> [Task to complete]
Copy every record word for word. The images stay behind.
Top of Dataset records
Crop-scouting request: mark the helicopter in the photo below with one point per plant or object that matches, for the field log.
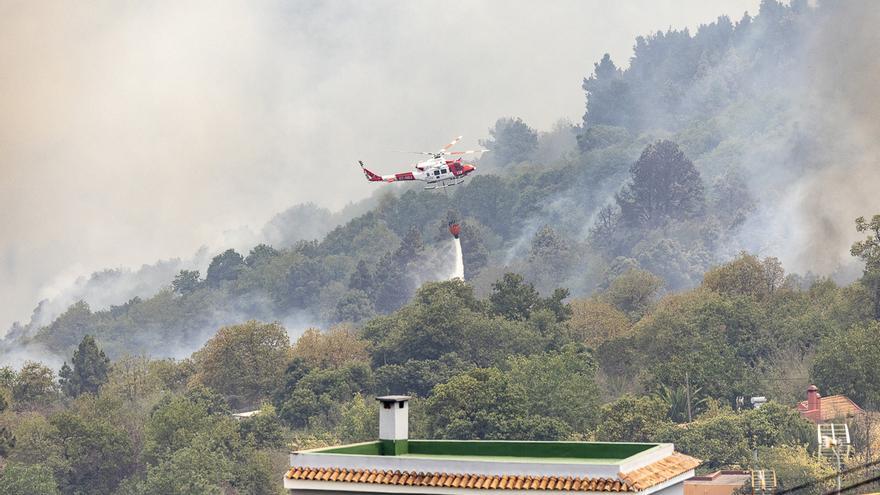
(437, 171)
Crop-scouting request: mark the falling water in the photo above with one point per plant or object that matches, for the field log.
(459, 261)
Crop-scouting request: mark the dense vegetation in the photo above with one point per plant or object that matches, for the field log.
(602, 301)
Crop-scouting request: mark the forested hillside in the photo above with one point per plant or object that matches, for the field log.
(612, 269)
(674, 169)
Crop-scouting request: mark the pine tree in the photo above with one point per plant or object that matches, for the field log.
(89, 372)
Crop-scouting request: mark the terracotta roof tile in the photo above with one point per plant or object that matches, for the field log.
(478, 481)
(834, 406)
(637, 480)
(663, 470)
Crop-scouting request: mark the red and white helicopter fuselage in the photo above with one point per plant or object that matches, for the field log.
(436, 171)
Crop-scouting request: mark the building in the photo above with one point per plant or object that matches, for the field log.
(717, 483)
(820, 409)
(397, 464)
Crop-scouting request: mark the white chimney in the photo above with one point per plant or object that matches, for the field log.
(394, 423)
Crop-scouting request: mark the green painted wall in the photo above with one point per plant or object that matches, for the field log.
(578, 450)
(575, 450)
(366, 448)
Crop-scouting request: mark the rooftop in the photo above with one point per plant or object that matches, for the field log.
(832, 407)
(499, 465)
(397, 464)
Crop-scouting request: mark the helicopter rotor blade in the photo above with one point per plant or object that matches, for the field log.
(450, 145)
(468, 152)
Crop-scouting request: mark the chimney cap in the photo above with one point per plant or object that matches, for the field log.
(393, 398)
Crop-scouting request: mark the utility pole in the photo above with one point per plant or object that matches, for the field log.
(687, 386)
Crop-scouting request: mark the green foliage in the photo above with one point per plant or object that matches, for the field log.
(631, 419)
(186, 282)
(244, 362)
(511, 141)
(746, 276)
(224, 267)
(795, 466)
(190, 470)
(868, 250)
(34, 385)
(484, 404)
(542, 397)
(846, 363)
(89, 372)
(264, 430)
(724, 438)
(513, 298)
(665, 186)
(97, 455)
(633, 292)
(23, 479)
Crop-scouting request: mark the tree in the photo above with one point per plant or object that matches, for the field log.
(559, 385)
(263, 430)
(23, 479)
(186, 281)
(868, 250)
(261, 254)
(594, 322)
(719, 438)
(846, 363)
(97, 454)
(746, 275)
(633, 292)
(190, 470)
(173, 425)
(513, 298)
(34, 385)
(795, 466)
(362, 278)
(608, 98)
(354, 306)
(631, 419)
(89, 372)
(225, 266)
(244, 362)
(511, 141)
(665, 186)
(484, 404)
(331, 349)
Bottom of Dataset records
> [Finished exercise]
Crop-scouting request: mark the helicopter in the photo below with one point per plant or object that matches, for the field log.
(437, 171)
Crop-scouting request: mark the falling water in the photo above with one point per plant or object that matches, for the field log.
(459, 261)
Crop-scouting request: mark the dense vegetation in the photo above with one point per plant or object that matches, for the field log.
(602, 301)
Crop-scouting request: mark the forested hillside in the photo above with one point per plant or object that matches, for the field log.
(612, 269)
(674, 169)
Crop-scouting request: mark the pine tree in the photo above with one point per plant or object that matches, for the field log.
(89, 372)
Crop-scouting request: mark the terracotta roof tile in the photo above with one point per plant or object that matches, for the field log.
(478, 481)
(834, 406)
(637, 480)
(663, 470)
Crop-scouting request: mark the red and white helicopter fuselage in the photo above with one point per plant or object that matches, for the field log.
(436, 171)
Crop-scouting request: mark the building in the photo above with one point per plant or object that matches, for the field log.
(717, 483)
(820, 409)
(397, 464)
Crop-scouting request: mark the white chimney in the photo above with one point per plant or object that matches, for the field log.
(394, 423)
Crop-scouting request: mark the green painted wall in the photo above with one point per plant or object that matches, for the field log.
(578, 450)
(575, 450)
(366, 448)
Crop-scouting request: mark the rooftop in the photo above with one point per plant or object that matches, for the field log.
(832, 407)
(499, 465)
(397, 464)
Crop-scouting request: mark the helicopter rotor blade in the photo above with one point per plant or object that matches, for the field log.
(450, 145)
(468, 152)
Crop-scouting request: mark the chimney cap in the photo above with one point per plant or object that matches, for the field log.
(393, 398)
Crop-scouting request: mark the utility pole in the photo above with one point per plant or object that matches, for the field log.
(687, 386)
Crop-scouting request: mark the green foliage in the photo above with one point per plant or object that matches, for the field log.
(631, 419)
(186, 282)
(244, 362)
(511, 141)
(746, 276)
(224, 267)
(795, 466)
(190, 470)
(868, 250)
(34, 385)
(484, 404)
(542, 397)
(846, 363)
(89, 372)
(264, 430)
(724, 438)
(513, 298)
(665, 186)
(97, 455)
(633, 292)
(23, 479)
Crop-scouting request: mark the tree in the photo above with one point per plant or object that matches, for the field log.
(559, 385)
(263, 430)
(23, 479)
(186, 281)
(868, 250)
(261, 254)
(594, 322)
(719, 438)
(846, 363)
(97, 454)
(746, 275)
(633, 292)
(190, 470)
(173, 425)
(513, 298)
(34, 385)
(795, 466)
(362, 278)
(608, 98)
(354, 306)
(631, 419)
(89, 372)
(225, 266)
(244, 362)
(511, 141)
(665, 186)
(484, 404)
(331, 349)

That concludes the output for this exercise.